Source document
--------------------

Friday, May 2, 2014

The pea caught me by surprise -- Vis, Croatia

This week has been easy-going, but terribly time consuming. Teaching four classes a day, socializing with guests, helping out with meals and going on excursions has left me very little space for me. 

During the rare moments I'm not occupied with the above, I'm researching routines, brushing up on my sanskrit or reading through my guided meditations book. 

I wish I had the time to be writing my own meditations. 

It's been nearly two weeks since my last morning walk. For the second retreat, I taught yoga at six every morning, guided meditation at seven fifteen and begrudgingly took Domagoj's class at eight thirty. In the afternoon, would teach yoga at three, take yoga at four fifteen and lead meditation at six pm.

I had very little time to myself.

This retreat, I teach meditation at seven fifteen and then yoga at eight thirty. Mornings are taken up by things I absolutely love, but mornings (while traveling, anyway) have generally been my time for me.

--------------------

Recorded data
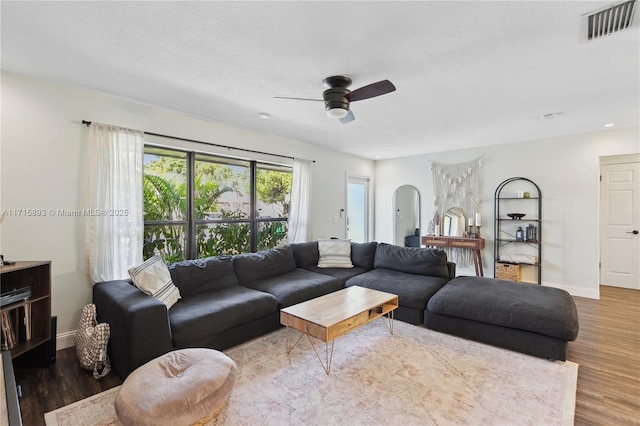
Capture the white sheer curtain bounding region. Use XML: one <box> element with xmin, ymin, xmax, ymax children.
<box><xmin>288</xmin><ymin>158</ymin><xmax>311</xmax><ymax>243</ymax></box>
<box><xmin>86</xmin><ymin>123</ymin><xmax>144</xmax><ymax>284</ymax></box>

--------------------

What you need to do
a) Copy the stretch from "During the rare" through "meditation at six pm." in the yoga retreat blog post.
b) Carry on the yoga retreat blog post from its last sentence.
The lines above come from a separate source.

Answers to the exercise
a)
During the rare moments I'm not occupied with the above, I'm researching routines, brushing up on my sanskrit or reading through my guided meditations book. 

I wish I had the time to be writing my own meditations. 

It's been nearly two weeks since my last morning walk. For the second retreat, I taught yoga at six every morning, guided meditation at seven fifteen and begrudgingly took Domagoj's class at eight thirty. In the afternoon, would teach yoga at three, take yoga at four fifteen and lead meditation at six pm.

b)
Because no one else likes mornings the way I do.

I've lost my mornings --

-- and I miss them.

This week has absolutely flown by.

"Can you believe it's already Friday?" I ask Jurate.

"No," Jurate confirms. "Where has the week gone?"

 I've been moving far too quickly.

And I don't like it.

No walking barefoot. No time to feel the ground.

I wonder how many bumblebees I've squashed. 

I'm beginning to notice that the only times wherein I'm truly unhappy are the times wherein I'm moving too quickly. 

Too mindlessly.

Too linearly.

I had a few precious moments yesterday afternoon to gather a bouquet of wildflowers.

Complete with butterfly and wild pea.

But I didn't have time to watch the butterfly.

And the pea caught me by surprise.

How did that little guy get there?














Today is the last day of the third retreat. I will spend week four with Milda and Mario and Jurate (sweet, beautiful girl) in Split.

I will recharge my yoga batteries and return to complete my fourth week of retreat with yoga vengeance.

Which looks a lot like mindfulness mixed with loving-kindness --

-- in my yoga book. 

My week with Domagoj taught me a lot. I didn't learn what I expected to learn, but when I said, "thank-you for everything you taught me," before he walked to the ferry, I certainly meant it.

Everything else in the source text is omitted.